# Exercise prompt
Could you print all of the data below again, exactly?

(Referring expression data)

○ ○ ○

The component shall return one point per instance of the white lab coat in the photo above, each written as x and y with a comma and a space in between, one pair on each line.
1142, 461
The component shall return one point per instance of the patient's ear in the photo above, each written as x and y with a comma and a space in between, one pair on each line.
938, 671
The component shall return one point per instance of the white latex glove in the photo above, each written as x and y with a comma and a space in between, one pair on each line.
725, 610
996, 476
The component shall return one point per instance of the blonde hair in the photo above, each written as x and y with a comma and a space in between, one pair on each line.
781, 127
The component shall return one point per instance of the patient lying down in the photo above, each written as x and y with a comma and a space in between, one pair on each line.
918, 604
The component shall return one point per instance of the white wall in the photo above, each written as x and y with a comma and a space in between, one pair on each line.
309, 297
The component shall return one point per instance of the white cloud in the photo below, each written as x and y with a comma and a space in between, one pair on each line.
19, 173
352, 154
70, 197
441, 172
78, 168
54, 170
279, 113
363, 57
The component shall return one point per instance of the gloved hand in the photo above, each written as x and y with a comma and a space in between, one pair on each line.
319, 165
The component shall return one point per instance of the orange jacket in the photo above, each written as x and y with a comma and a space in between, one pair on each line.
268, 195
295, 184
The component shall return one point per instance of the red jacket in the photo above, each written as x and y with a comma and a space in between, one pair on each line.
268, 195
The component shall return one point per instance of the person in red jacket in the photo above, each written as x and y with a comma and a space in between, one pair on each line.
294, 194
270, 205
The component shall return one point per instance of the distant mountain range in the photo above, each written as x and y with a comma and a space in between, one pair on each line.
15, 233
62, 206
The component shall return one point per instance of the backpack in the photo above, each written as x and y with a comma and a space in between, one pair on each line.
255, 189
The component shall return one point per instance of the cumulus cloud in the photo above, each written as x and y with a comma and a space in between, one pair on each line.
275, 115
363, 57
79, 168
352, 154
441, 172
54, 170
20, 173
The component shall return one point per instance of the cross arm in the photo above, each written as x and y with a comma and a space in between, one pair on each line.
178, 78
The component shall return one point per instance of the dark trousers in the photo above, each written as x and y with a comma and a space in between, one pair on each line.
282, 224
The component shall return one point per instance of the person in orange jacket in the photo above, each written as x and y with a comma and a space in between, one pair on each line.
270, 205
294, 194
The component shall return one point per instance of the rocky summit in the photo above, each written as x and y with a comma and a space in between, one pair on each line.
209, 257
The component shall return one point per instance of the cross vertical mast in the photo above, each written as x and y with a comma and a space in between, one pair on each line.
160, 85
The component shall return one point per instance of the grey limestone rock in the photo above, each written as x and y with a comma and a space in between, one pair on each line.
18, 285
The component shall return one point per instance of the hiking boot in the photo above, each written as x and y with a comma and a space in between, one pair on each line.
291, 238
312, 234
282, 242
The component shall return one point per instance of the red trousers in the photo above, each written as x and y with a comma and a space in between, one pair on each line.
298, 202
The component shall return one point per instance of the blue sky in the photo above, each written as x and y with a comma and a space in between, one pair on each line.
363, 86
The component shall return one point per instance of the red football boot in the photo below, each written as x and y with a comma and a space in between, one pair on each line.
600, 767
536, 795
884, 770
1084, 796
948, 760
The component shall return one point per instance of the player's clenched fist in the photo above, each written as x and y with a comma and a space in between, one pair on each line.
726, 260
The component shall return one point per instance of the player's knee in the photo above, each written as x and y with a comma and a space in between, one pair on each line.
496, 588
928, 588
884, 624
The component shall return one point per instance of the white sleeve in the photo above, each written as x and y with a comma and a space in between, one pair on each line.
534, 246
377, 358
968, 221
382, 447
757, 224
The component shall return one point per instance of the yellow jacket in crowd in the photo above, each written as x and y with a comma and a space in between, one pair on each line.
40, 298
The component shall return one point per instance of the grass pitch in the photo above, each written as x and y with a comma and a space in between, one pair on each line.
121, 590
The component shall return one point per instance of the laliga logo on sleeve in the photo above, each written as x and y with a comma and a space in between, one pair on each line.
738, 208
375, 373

○ ○ ○

# Answer box
The component shall return one point per instance of the white lab coat in the photo above, each written as x and y with a comma and a space in between, one pair on each line.
1142, 461
The component shall return one point per instance of the patient's ear in the photo above, each written as x and y with a comma and a space in between, one pair on each line.
938, 671
The component shall return one point per instance of the white latex glove in the photo above, each written as x and y with a comma and a space in between, one pair on each line.
725, 610
996, 476
The component shall return one point per instance of the blonde hair in the photo above, each written as x and y with a comma and a space in between, one pair on each line.
781, 127
The component shall return one point per instance of the patient lying down in the photo above, each written as x and y with a comma and a space in between, one pair on each line.
918, 604
The component shall return one point per instance of the white wall in the photo above, each written as x and y with a comma and a space in between, one pair on each line.
309, 297
The component shall return one point per instance of the white cloud in the photo below, each written as x and y with a comma and a space in between, one pair on each line.
19, 173
352, 154
70, 197
441, 172
78, 168
54, 170
279, 113
363, 57
The component shall return one point per instance of the gloved hand in the photo above, each written as x and y with a comma and a space in between, one pair on each line.
319, 165
The component shall return one point per instance of the orange jacket in the photo above, each written as x and y with a comma and a space in between, one pair on each line.
268, 195
295, 184
The component shall return one point per instance of the red jacket in the photo above, each written as x and y with a comma and a space in between, one pair on each line.
268, 195
The component shall return one point per instance of the person in red jacket in the photo above, each written as x and y with a comma and a space in between, one pair on each line.
294, 194
270, 205
The component shall return one point per instance of the distant mountain range in the photo above, each written as x and y with a comma and a space in between, one pair on each line.
15, 233
62, 206
The component shall return one point per instance of the backpack in the photo above, each written as x and y with a comma and a space in between, one pair on each line.
255, 189
The component shall return one point per instance of the cumulus cloud in the photo above, each written as x and y with a comma and a space in between, one pair on each line.
275, 115
363, 57
79, 168
352, 154
441, 172
54, 170
20, 173
The component shall return one point per instance of the cross arm in the photo above, each written as x and y with a comma and a space in between, one pair on each line.
178, 78
The component shall return one point per instance of the dark trousers in the photo above, each written as x and y with a comma and a space in between, one pair on each line.
282, 224
The component shall return one point per instance of the person in orange jacket in the photo above, each written as x and y with a comma and a space in between, one pair on each line.
270, 205
294, 194
The component shall return one point per instance of the rocky summit in the photo above, each written as x and y with a comma and a space in between, one pair on each line.
209, 257
The component shall return one point per instance of the cross vertical mast in the photo above, each written as x and y with a comma and a space in between, one pair on each line.
160, 85
The component shall return one point per instance of the grey limestone rock in the photo above, each written as x and y with a comma and a space in between, one pair on each line.
18, 285
The component shall return one point per instance of the hiking boot in the photo above, each written as x and y with a comma and a space in between, one pair on each line.
291, 238
312, 234
282, 242
The component shall return one point per instance of the red trousers in the photo above, each written as x and y with a comma and a space in between, one pair on each line.
298, 202
The component shall return one point per instance of the blue sky in the photo above, each written as x and y with a comma and a space in between, one pair on each line.
363, 86
The component shall return one point per instance of the red football boot in the photo below, each written as x and y with a comma and a space in between, one pair on each line.
600, 767
536, 795
884, 770
1084, 796
948, 760
The component shall return one point per instance of the player's clenched fist in the photo above, each written as x and y with a comma and a space in between, one pair on each line.
726, 260
The component shall return one point per instance of the player's knee in the photo above, each written as x and y with a comma and a space in between, one pair on each line.
496, 588
928, 588
884, 624
The component shall return one point per instance of the white sleeve in the photo above, each written as x and y with a comma and a space in between, one pair on each line.
534, 246
377, 358
968, 221
382, 447
757, 224
The component shall return one point per instance of the yellow jacket in crowd in the photo above, each written as x and y with a comma and a space in between, one pair on each line.
40, 298
The component shall return one point per instance of the grass pitch in the photo above, each written as x and y with a comma and a space in between, one pair on each line.
121, 590
The component shall return one point per instance of the laliga logo on sleeve in the photo above, each written as x and y with a comma and a space in between, one pair on each line.
738, 208
375, 373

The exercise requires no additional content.